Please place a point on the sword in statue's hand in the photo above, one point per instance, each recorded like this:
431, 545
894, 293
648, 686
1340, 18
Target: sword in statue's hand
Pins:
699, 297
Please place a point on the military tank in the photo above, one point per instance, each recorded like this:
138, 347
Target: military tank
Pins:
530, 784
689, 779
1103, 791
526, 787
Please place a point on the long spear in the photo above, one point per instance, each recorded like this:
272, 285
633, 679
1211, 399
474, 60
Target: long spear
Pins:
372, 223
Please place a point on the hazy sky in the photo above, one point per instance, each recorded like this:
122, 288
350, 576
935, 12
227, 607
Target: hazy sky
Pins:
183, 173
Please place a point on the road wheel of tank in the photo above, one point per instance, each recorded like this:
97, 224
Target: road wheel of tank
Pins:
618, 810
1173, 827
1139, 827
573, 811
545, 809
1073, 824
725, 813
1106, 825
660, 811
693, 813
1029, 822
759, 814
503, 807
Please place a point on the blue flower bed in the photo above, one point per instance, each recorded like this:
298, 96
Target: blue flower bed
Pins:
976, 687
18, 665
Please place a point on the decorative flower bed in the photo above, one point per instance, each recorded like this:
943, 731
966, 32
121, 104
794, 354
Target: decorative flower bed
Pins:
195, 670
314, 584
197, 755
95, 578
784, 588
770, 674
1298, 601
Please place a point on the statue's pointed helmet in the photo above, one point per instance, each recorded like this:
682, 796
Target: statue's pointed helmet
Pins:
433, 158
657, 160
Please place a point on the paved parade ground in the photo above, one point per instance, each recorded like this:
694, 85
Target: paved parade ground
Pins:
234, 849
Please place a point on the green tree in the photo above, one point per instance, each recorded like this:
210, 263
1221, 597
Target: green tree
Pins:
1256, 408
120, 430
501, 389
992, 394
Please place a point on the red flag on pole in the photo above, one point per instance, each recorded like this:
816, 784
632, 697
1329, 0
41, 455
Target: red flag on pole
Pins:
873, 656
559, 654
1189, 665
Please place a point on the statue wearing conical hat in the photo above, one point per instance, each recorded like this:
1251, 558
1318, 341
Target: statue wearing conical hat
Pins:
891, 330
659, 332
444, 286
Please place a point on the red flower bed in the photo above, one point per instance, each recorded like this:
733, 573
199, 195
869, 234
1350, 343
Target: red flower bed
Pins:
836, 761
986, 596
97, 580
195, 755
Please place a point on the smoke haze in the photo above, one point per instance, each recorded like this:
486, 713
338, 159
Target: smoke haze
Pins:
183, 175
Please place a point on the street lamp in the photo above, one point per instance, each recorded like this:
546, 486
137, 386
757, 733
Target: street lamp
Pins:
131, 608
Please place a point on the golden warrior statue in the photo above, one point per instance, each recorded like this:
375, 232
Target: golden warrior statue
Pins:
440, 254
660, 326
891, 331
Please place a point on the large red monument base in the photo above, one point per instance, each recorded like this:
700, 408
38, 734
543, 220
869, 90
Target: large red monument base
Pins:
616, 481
====================
▶ Given exercise: Recast every line of the records above as a Markdown table with the columns No. and Line. Number the rows in order and omit any blank lines.

▶ Final result:
| No. | Line |
|---|---|
| 1 | Please place a point on the sword in statue's hand in the photo above, one point per instance, each recorded like this: |
| 2 | 431, 545 |
| 3 | 894, 293 |
| 4 | 648, 686 |
| 5 | 1340, 18 |
| 6 | Target: sword in statue's hand |
| 7 | Pins: |
| 8 | 699, 297 |
| 9 | Please place a point on the military tank in the photo above, one point per instance, each recorded like this: |
| 10 | 138, 347 |
| 11 | Target: military tank |
| 12 | Pins: |
| 13 | 530, 784 |
| 14 | 689, 779 |
| 15 | 1103, 791 |
| 16 | 526, 787 |
| 17 | Please place a point on the long spear in the photo above, one point per instance, each recorded like this: |
| 18 | 272, 285 |
| 19 | 633, 679 |
| 20 | 1211, 399 |
| 21 | 474, 60 |
| 22 | Target: long spear |
| 23 | Pins: |
| 24 | 372, 223 |
| 25 | Please place a point on the hazy sky in the photo above, one point per instance, each recorded like this: |
| 26 | 122, 288 |
| 27 | 350, 576 |
| 28 | 935, 12 |
| 29 | 227, 607 |
| 30 | Target: hazy sky |
| 31 | Pins: |
| 32 | 183, 173 |
| 33 | Please place a point on the road wheel of tank in the photo above, one point per instance, each recorded like this: |
| 34 | 97, 224 |
| 35 | Target: road wheel of tank |
| 36 | Pins: |
| 37 | 618, 810 |
| 38 | 1173, 827 |
| 39 | 1139, 827 |
| 40 | 573, 811 |
| 41 | 545, 809 |
| 42 | 1073, 824 |
| 43 | 725, 813 |
| 44 | 1106, 825 |
| 45 | 660, 811 |
| 46 | 693, 813 |
| 47 | 1029, 822 |
| 48 | 759, 814 |
| 49 | 503, 807 |
| 50 | Please place a point on the blue flower bed in the photo above, one point per instance, each recorded like this: |
| 51 | 298, 96 |
| 52 | Target: blue flower bed |
| 53 | Pins: |
| 54 | 976, 687 |
| 55 | 18, 665 |
| 56 | Please place a point on the decorative flower bed in the photo above, one point per instance, each recorded like this: |
| 57 | 943, 731 |
| 58 | 966, 32 |
| 59 | 121, 104 |
| 60 | 794, 354 |
| 61 | Target: decorative flower bed |
| 62 | Pins: |
| 63 | 195, 670 |
| 64 | 314, 584 |
| 65 | 197, 755 |
| 66 | 95, 578 |
| 67 | 784, 588 |
| 68 | 770, 674 |
| 69 | 1298, 601 |
| 70 | Please place a point on the statue's pointed helmet in the photo above, one point per instance, each recorded like this: |
| 71 | 682, 796 |
| 72 | Target: statue's pointed helmet |
| 73 | Pins: |
| 74 | 433, 158 |
| 75 | 657, 160 |
| 76 | Please place a point on the paved parade ground in the photo above, one point per instance, each recorded like this: |
| 77 | 694, 85 |
| 78 | Target: paved parade ground |
| 79 | Pins: |
| 80 | 234, 849 |
| 81 | Please place a point on the green tree in the photo above, one point per instance, each recorded like this: |
| 82 | 210, 263 |
| 83 | 1221, 597 |
| 84 | Target: green tree |
| 85 | Pins: |
| 86 | 1256, 408 |
| 87 | 120, 430 |
| 88 | 501, 389 |
| 89 | 992, 394 |
| 90 | Please place a point on the red flag on pole in the photo above, one point per instance, each recorded like this: |
| 91 | 816, 784 |
| 92 | 632, 697 |
| 93 | 1329, 0 |
| 94 | 41, 455 |
| 95 | Target: red flag on pole |
| 96 | Pins: |
| 97 | 873, 656 |
| 98 | 559, 654 |
| 99 | 1189, 665 |
| 100 | Please place a point on the statue wearing conical hat in the photo above, one point per instance, each recorded like this: |
| 101 | 1251, 558 |
| 102 | 1318, 341 |
| 103 | Target: statue wearing conical hat |
| 104 | Pins: |
| 105 | 891, 330 |
| 106 | 659, 332 |
| 107 | 444, 286 |
| 108 | Please place a point on the red flower bed in the photo above, one point per instance, each recorded like this: |
| 109 | 733, 573 |
| 110 | 199, 195 |
| 111 | 869, 234 |
| 112 | 1350, 343 |
| 113 | Target: red flower bed |
| 114 | Pins: |
| 115 | 836, 761 |
| 116 | 986, 596 |
| 117 | 97, 580 |
| 118 | 195, 755 |
| 119 | Please place a point on the smoke haze in the photo above, one point per instance, each recorded like this: |
| 120 | 486, 713 |
| 121 | 338, 159 |
| 122 | Target: smoke haze |
| 123 | Pins: |
| 124 | 183, 175 |
| 125 | Please place a point on the street lamp in the photo above, one point per instance, each recorded like this: |
| 126 | 546, 486 |
| 127 | 137, 386 |
| 128 | 757, 733 |
| 129 | Target: street lamp |
| 130 | Pins: |
| 131 | 131, 608 |
| 132 | Please place a point on the golden warrior statue in the photo above, one point per instance, each recorded like this: |
| 133 | 375, 232 |
| 134 | Target: golden warrior statue |
| 135 | Pins: |
| 136 | 440, 254 |
| 137 | 660, 326 |
| 138 | 891, 331 |
| 139 | Please place a point on the large red monument base in the photo above, one point per instance, each recorded like this: |
| 140 | 700, 408 |
| 141 | 38, 734 |
| 142 | 543, 220 |
| 143 | 869, 90 |
| 144 | Target: large red monument base |
| 145 | Pins: |
| 146 | 616, 481 |